Higher revenues are generally realized during the summer months and lower
revenues realized during the winter months due to business and vacation travel
patterns which impact the lodging industry's occupancy rates. Buy rates
generally reflect the hotel's guest demographic mix, the popularity of the
motion picture or services available at the hotel and the guests' other
entertainment alternatives.

LIQUIDITY AND CAPITAL RESOURCES

         The Company's primary sources of cash during the nine months ended
September 30, 1998 were cash from operations of $37.6 million, and borrowings of
$27.0 million from the Company's Credit Facility (see note 4 of Notes to
Condensed Consolidated Financial Statements). Cash was expended primarily for
capital expenditures which totaled $64.8 million for the first nine months of
the year, primarily for the conversion of SpectraVision systems, the
installation of new hotels with OCV's on-demand system, increased inventory, and
internal fixed asset purchases.

         The amount of the Company's Credit Facility is $200 million. At
September 30, 1998, the Company had $160.0 million outstanding under its Credit
Facility and has access to an additional $40.0 million of long-term financing.
------------------------------------------------------------
EXERCISE AIM:
Continue the passage about the company's hotel revenues and credit facility from where it stops.

GIVEN INFORMATION:
------------------------------------------------------------
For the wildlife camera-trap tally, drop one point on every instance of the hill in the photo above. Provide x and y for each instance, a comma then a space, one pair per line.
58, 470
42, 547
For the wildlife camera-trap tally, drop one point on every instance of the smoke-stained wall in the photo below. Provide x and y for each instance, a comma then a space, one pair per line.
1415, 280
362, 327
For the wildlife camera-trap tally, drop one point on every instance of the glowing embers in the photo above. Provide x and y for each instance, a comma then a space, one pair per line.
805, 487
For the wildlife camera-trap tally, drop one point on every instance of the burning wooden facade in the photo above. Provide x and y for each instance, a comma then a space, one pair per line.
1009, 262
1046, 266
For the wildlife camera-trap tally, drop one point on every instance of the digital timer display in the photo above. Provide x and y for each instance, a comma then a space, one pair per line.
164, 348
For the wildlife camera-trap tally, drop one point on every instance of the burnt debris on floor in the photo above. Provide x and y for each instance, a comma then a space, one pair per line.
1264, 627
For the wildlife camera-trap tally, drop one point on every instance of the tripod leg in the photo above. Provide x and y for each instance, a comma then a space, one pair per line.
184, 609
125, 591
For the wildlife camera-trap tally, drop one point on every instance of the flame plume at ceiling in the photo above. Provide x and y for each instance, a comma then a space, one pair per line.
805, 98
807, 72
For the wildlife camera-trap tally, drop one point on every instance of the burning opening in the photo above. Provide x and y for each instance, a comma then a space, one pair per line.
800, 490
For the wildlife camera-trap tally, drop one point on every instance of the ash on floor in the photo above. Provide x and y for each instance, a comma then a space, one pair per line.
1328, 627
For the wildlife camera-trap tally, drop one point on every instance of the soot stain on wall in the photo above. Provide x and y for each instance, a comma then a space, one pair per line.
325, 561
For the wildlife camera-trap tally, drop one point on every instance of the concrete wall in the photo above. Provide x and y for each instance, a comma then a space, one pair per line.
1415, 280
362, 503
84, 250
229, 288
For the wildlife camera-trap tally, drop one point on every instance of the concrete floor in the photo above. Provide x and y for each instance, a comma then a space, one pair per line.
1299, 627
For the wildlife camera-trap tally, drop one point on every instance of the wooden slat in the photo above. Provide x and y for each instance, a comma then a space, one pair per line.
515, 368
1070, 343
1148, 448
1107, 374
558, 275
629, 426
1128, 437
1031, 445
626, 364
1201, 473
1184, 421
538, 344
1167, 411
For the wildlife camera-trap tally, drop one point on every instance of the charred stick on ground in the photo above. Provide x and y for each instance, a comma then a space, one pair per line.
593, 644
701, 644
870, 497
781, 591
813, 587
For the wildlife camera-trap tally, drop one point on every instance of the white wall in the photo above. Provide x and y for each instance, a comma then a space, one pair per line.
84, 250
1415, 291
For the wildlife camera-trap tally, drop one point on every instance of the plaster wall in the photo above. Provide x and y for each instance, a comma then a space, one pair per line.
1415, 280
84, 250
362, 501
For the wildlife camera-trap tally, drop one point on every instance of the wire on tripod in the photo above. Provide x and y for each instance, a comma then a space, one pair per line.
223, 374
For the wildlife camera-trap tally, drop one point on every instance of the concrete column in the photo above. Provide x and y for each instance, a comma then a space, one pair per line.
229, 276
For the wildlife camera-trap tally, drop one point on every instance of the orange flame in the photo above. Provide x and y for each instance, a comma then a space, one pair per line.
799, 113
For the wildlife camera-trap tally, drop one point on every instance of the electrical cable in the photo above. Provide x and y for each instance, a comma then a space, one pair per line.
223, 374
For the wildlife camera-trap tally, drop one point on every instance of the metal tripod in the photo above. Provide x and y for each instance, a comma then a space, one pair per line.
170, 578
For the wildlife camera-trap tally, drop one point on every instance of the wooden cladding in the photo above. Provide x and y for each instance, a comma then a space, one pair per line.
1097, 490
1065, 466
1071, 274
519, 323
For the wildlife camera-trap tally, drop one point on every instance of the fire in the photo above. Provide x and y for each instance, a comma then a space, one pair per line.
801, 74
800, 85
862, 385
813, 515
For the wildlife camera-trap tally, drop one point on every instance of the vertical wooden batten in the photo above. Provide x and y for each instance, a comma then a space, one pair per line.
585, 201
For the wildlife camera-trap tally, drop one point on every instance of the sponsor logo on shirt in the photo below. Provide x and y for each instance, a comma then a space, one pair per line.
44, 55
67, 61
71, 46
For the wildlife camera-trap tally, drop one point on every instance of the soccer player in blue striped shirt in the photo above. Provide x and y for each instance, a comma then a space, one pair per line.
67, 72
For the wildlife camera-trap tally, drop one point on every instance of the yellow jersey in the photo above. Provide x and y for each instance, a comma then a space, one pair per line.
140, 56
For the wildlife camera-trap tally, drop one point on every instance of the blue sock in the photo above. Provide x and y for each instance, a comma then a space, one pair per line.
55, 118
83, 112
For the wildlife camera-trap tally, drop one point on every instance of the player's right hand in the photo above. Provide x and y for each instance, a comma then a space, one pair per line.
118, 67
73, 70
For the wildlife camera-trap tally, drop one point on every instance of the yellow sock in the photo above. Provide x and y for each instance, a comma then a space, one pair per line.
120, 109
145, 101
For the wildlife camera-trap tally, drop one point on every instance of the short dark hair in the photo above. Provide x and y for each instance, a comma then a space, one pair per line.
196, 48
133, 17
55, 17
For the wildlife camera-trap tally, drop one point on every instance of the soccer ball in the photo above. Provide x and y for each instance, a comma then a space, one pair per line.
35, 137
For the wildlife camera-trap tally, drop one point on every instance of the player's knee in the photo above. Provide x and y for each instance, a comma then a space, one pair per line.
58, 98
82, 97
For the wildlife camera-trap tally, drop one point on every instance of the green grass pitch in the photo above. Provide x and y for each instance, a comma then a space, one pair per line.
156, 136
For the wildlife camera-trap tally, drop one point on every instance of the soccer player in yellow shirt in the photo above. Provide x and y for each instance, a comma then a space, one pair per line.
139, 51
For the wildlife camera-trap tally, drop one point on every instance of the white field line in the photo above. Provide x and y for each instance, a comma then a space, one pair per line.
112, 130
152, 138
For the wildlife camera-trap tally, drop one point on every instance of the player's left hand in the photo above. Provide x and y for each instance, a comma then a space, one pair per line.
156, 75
------------------------------------------------------------
WRITTEN RESPONSE:
The Company expects that the available cash, cash flows from operations and
funds available under the Credit Facility will be sufficient to finance its
expected investment in in-room video systems through the remainder of 1998 and
1999. The Company anticipates capital expenditures in connection with the
continued installation and conversion of hotel rooms will be approximately $20.0
to $30.0 million during the remainder of 1998 and $70.0 to $90.0 million in
1999.


                                      -13-
<PAGE>   14


RESTRICTIONS ON DEBT FINANCINGS

       Pursuant to the Corporate Agreement entered into between Ascent and OCC,
the Company has agreed, among other things, not to incur any indebtedness
without Ascent's prior written consent, other than indebtedness under the OCC
Credit Facility and indebtedness incurred in the ordinary course of operations,
as limited by Ascent. Ascent's limitation on such OCC indebtedness currently
stands at $164.5 million through December 31, 1998.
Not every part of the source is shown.